SUPPLIED INFORMATION:
Content starts

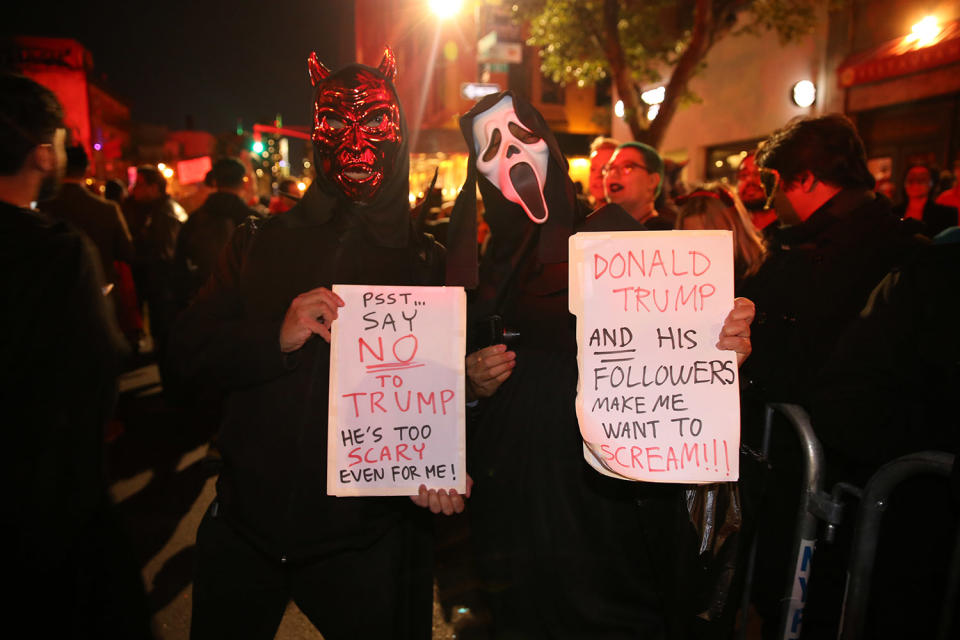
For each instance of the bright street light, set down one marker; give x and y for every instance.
(924, 32)
(804, 93)
(445, 8)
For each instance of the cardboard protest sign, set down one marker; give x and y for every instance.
(657, 401)
(396, 417)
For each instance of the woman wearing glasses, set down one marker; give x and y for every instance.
(633, 179)
(918, 207)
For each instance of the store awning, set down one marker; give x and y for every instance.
(901, 56)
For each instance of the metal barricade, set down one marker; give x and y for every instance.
(815, 505)
(872, 507)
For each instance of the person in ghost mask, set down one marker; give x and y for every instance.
(260, 329)
(560, 548)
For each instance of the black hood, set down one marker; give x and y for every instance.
(512, 233)
(386, 218)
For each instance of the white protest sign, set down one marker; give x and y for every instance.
(396, 417)
(657, 401)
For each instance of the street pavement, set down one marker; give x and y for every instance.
(162, 483)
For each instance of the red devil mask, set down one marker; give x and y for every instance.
(356, 126)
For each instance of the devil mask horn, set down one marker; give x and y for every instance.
(317, 69)
(388, 66)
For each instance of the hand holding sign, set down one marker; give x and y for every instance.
(735, 333)
(311, 312)
(487, 369)
(442, 501)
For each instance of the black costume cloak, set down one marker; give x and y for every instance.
(560, 547)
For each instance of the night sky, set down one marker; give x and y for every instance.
(212, 60)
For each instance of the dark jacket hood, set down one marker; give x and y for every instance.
(513, 234)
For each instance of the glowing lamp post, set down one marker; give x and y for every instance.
(804, 93)
(444, 9)
(924, 32)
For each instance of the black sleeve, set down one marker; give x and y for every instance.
(855, 407)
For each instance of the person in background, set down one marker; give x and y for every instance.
(951, 197)
(287, 195)
(886, 188)
(100, 219)
(600, 151)
(209, 228)
(836, 239)
(716, 206)
(750, 192)
(155, 219)
(115, 191)
(128, 311)
(918, 208)
(633, 179)
(70, 568)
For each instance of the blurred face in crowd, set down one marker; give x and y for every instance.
(629, 183)
(917, 183)
(55, 158)
(356, 132)
(748, 184)
(598, 160)
(143, 191)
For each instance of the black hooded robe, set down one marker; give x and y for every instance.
(560, 548)
(272, 529)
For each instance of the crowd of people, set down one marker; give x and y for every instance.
(845, 307)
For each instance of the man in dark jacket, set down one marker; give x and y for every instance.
(100, 219)
(59, 356)
(357, 567)
(209, 228)
(155, 220)
(834, 243)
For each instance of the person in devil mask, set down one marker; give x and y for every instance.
(560, 549)
(272, 534)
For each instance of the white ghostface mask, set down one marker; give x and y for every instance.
(512, 158)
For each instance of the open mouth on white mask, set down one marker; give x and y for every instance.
(525, 183)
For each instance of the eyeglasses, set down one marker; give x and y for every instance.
(625, 169)
(770, 181)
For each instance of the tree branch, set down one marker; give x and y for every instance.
(620, 72)
(686, 67)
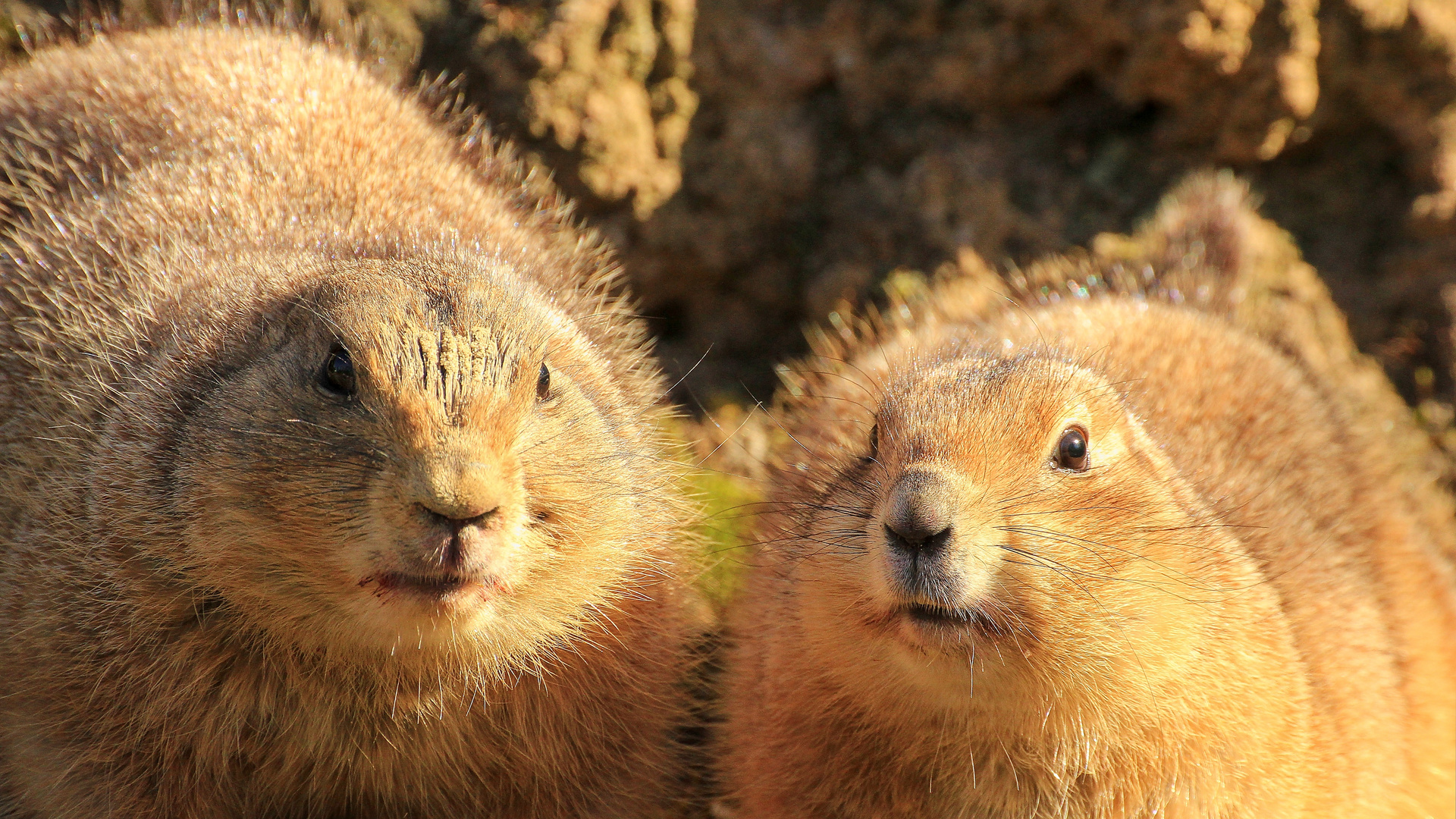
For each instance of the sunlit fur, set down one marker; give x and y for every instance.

Content ends

Only the lines from the one containing "For each instance of the black hooded" through the end of the listing should be output, word for word and inclusive; keep pictures out.

For each instance of the black hooded robe, set down one marker; give x and y for every instance.
(560, 548)
(272, 529)
For each instance of the crowd of people, set down one marker; give x and y for every instance.
(845, 307)
For each instance of the man in dark jacket, set down one marker; give x and y for every instance.
(100, 219)
(59, 356)
(357, 567)
(209, 228)
(155, 220)
(834, 243)
For each instance of the person in devil mask, set down one marker; give x and y for every instance.
(560, 549)
(272, 534)
For each instance of the white ghostface mask, set down one marker; give x and y for every instance.
(512, 158)
For each instance of the open mouth on white mask, set down one marker; give x and y for every instance.
(525, 183)
For each instance of the eyeglasses, set down one marker; give x and y for every instance.
(625, 169)
(770, 181)
For each instance of the tree branch, set down one marker; give x and y for every instance.
(620, 72)
(686, 67)
For each instance of the sunlit fur, set down one marker; give x and y for every instance.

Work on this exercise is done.